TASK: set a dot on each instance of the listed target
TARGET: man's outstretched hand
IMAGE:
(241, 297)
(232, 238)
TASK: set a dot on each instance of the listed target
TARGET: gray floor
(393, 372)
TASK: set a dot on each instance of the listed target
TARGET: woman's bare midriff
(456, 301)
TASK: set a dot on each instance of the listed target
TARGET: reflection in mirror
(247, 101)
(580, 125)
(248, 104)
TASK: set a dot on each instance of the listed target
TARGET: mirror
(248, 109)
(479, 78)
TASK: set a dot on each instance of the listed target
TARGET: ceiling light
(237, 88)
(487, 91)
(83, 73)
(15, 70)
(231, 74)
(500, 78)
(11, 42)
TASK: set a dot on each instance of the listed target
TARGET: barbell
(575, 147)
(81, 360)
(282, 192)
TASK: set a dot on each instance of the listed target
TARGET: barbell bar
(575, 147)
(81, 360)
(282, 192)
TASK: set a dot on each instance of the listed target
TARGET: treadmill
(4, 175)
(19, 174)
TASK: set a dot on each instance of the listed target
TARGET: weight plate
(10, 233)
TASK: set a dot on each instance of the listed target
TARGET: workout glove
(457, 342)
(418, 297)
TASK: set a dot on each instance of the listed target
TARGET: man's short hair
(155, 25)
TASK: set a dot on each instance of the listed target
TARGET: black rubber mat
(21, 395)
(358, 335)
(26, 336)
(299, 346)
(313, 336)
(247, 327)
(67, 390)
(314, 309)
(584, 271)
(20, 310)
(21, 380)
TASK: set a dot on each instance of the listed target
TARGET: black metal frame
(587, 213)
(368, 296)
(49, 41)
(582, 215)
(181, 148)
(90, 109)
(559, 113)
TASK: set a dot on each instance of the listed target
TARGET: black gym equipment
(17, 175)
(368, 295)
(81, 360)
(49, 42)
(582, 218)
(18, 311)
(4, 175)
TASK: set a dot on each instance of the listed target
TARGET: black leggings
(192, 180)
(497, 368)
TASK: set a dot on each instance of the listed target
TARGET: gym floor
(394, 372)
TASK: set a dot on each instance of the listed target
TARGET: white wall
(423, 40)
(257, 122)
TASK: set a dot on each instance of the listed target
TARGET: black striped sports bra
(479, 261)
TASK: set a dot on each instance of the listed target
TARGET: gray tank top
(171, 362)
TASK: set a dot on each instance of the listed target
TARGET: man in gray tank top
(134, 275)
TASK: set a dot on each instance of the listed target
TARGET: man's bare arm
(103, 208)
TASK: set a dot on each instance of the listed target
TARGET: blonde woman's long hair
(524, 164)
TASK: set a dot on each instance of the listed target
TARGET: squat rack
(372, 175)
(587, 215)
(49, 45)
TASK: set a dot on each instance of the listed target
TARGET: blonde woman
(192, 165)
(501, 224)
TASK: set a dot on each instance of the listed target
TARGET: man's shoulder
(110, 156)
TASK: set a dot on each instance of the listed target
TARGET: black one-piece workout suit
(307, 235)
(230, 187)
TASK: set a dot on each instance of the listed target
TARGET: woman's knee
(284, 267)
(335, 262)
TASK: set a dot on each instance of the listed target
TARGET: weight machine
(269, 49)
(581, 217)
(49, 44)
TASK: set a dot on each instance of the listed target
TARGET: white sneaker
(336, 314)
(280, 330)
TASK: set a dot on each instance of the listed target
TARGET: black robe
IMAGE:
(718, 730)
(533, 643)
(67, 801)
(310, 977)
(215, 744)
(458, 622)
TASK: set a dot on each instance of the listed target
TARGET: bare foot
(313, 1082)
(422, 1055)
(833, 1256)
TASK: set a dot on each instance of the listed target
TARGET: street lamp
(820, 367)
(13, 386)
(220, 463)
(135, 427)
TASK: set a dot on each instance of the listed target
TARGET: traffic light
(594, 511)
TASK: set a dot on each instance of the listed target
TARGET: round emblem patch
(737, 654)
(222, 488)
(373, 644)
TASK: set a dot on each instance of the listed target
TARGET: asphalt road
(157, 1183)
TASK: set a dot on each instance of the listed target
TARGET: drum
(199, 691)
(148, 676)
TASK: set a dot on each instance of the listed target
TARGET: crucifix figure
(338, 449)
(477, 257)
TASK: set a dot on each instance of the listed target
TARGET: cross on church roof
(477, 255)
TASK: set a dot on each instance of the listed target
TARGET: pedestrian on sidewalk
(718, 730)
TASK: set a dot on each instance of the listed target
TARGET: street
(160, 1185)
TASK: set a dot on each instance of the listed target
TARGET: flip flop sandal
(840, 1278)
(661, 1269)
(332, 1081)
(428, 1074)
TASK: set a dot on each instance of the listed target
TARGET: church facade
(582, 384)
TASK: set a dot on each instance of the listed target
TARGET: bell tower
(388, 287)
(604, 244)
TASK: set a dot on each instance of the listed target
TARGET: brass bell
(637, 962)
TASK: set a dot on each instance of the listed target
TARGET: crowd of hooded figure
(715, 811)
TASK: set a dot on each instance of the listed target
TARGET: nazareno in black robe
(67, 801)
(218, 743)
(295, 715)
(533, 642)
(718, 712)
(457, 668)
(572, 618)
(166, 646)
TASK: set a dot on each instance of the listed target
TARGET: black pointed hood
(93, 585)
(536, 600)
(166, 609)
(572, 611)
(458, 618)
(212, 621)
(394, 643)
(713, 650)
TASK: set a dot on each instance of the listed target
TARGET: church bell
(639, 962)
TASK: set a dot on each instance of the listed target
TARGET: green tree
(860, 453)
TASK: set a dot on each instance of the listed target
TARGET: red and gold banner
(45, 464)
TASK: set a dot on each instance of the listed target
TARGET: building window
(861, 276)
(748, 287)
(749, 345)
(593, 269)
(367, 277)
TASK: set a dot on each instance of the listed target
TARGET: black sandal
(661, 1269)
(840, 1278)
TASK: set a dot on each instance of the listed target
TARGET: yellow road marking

- - -

** Task instructions **
Return every record above exactly as it appears.

** Full answer **
TASK: set a dot on each instance of the listed target
TARGET: man's outstretched hand
IMAGE:
(241, 297)
(232, 238)
TASK: set a dot on each instance of the listed target
TARGET: gray floor
(393, 372)
TASK: set a dot on each instance of the listed target
TARGET: woman's bare midriff
(456, 301)
TASK: set a dot on each instance of the listed target
TARGET: reflection in mirror
(247, 101)
(580, 125)
(248, 104)
TASK: set a dot on each instance of the listed target
TARGET: mirror
(248, 109)
(479, 78)
TASK: set a dot on each instance of the listed target
TARGET: ceiling light
(237, 88)
(487, 91)
(83, 73)
(15, 70)
(231, 74)
(500, 78)
(11, 42)
TASK: set a dot on each instance of the listed target
TARGET: barbell
(575, 147)
(81, 360)
(282, 192)
TASK: set a dot on each instance of the listed target
TARGET: barbell bar
(575, 147)
(81, 360)
(282, 192)
TASK: set a dot on each instance of the listed target
TARGET: treadmill
(4, 175)
(19, 174)
TASK: set a dot on each instance of the listed target
TARGET: weight plate
(10, 233)
TASK: set a dot on each instance of the listed target
TARGET: workout glove
(457, 342)
(418, 297)
TASK: set a dot on each instance of the listed target
TARGET: man's short hair
(155, 25)
TASK: set a dot on each instance of the listed target
TARGET: black rubber mat
(21, 395)
(358, 335)
(26, 336)
(299, 346)
(313, 336)
(247, 327)
(67, 390)
(314, 309)
(584, 271)
(20, 310)
(21, 380)
TASK: set a dot on each instance of the listed target
TARGET: black metal frame
(587, 213)
(368, 296)
(49, 41)
(582, 215)
(181, 148)
(90, 109)
(559, 113)
TASK: set a dot on each instance of the listed target
TARGET: black gym equipment
(17, 175)
(368, 295)
(81, 360)
(49, 42)
(582, 218)
(18, 311)
(4, 175)
TASK: set a dot on each instance of the listed target
TARGET: black leggings
(192, 180)
(497, 368)
TASK: set a dot on each instance of the listed target
TARGET: gym floor
(394, 372)
TASK: set a dot on each instance of the listed target
TARGET: white wall
(423, 40)
(257, 122)
TASK: set a dot on each instance of the listed target
TARGET: black striped sports bra
(479, 261)
TASK: set a dot on each instance of the listed target
TARGET: gray tank top
(171, 362)
TASK: set a dot on each instance of the listed target
TARGET: man in gray tank top
(134, 275)
TASK: set a dot on each instance of the listed target
TARGET: man's bare arm
(103, 208)
TASK: set a dot on each instance of the listed target
TARGET: blonde woman's long hair
(524, 164)
TASK: set a dot on each instance of the listed target
TARGET: squat rack
(372, 175)
(587, 215)
(49, 45)
TASK: set a dot on each instance of the listed target
TARGET: blonde woman
(192, 165)
(501, 224)
TASK: set a dot on each instance of the listed target
TARGET: man's shoulder
(110, 156)
TASK: set a dot on each instance of the listed target
TARGET: black one-piece workout suit
(307, 235)
(230, 187)
TASK: set a dot on each instance of the listed target
TARGET: woman's knee
(284, 267)
(335, 262)
TASK: set a dot on each instance of the listed target
TARGET: weight machine
(269, 49)
(581, 217)
(49, 44)
TASK: set a dot on each instance of the listed target
TARGET: white sneaker
(336, 314)
(280, 330)
TASK: set a dot on each instance of the listed target
TARGET: black robe
IMAGE:
(718, 730)
(533, 643)
(67, 801)
(310, 977)
(215, 744)
(458, 622)
TASK: set a dot on each instance of the listed target
TARGET: bare foot
(313, 1082)
(422, 1055)
(833, 1256)
TASK: set a dot on each instance of the listed target
TARGET: street lamp
(820, 367)
(13, 386)
(220, 463)
(135, 427)
TASK: set a dot on each instance of the listed target
TARGET: traffic light
(594, 511)
TASK: set a dot on each instance of the listed target
TARGET: round emblem patch
(737, 654)
(222, 488)
(373, 644)
TASK: set a dot on each instance of the listed target
TARGET: asphalt road
(157, 1183)
TASK: set a dot on each instance of the listed target
TARGET: drum
(199, 691)
(148, 676)
TASK: set a dot on each instance of the listed target
TARGET: crucifix figure
(338, 449)
(477, 257)
TASK: set a dot on each instance of the listed target
TARGET: cross on church roof
(477, 255)
TASK: set a dot on each instance of the listed target
TARGET: pedestrian on sidewalk
(718, 730)
TASK: set a dot on each instance of the listed target
TARGET: street
(160, 1185)
TASK: set a dot on each instance of the listed target
TARGET: flip flop sandal
(840, 1278)
(661, 1269)
(332, 1081)
(428, 1074)
TASK: set a dot on each instance of the listed target
TARGET: church facade
(582, 384)
TASK: set a dot on each instance of the listed target
TARGET: bell tower
(388, 287)
(604, 244)
TASK: set a dot on each instance of the listed target
TARGET: brass bell
(637, 962)
TASK: set a dot on each instance of the listed target
TARGET: crowd of hooded figure
(715, 811)
TASK: set a dot on each instance of the listed target
TARGET: nazareno in black robe
(67, 801)
(218, 743)
(295, 715)
(533, 642)
(718, 712)
(457, 668)
(572, 618)
(166, 646)
TASK: set a dot on each instance of the listed target
TARGET: black pointed hood
(93, 585)
(536, 600)
(166, 609)
(572, 611)
(458, 618)
(212, 621)
(394, 643)
(713, 650)
TASK: set a dot on each instance of the listed target
TARGET: church bell
(639, 962)
TASK: set a dot on each instance of the listed target
TARGET: green tree
(860, 453)
TASK: set a dot on each instance of the listed target
TARGET: red and gold banner
(45, 464)
TASK: set a dot on each instance of the listed target
TARGET: building window
(861, 276)
(748, 287)
(749, 345)
(593, 269)
(367, 277)
TASK: set a dot on each instance of the listed target
TARGET: black sandal
(661, 1269)
(840, 1278)
TASK: set a dot on each instance of the listed target
TARGET: yellow road marking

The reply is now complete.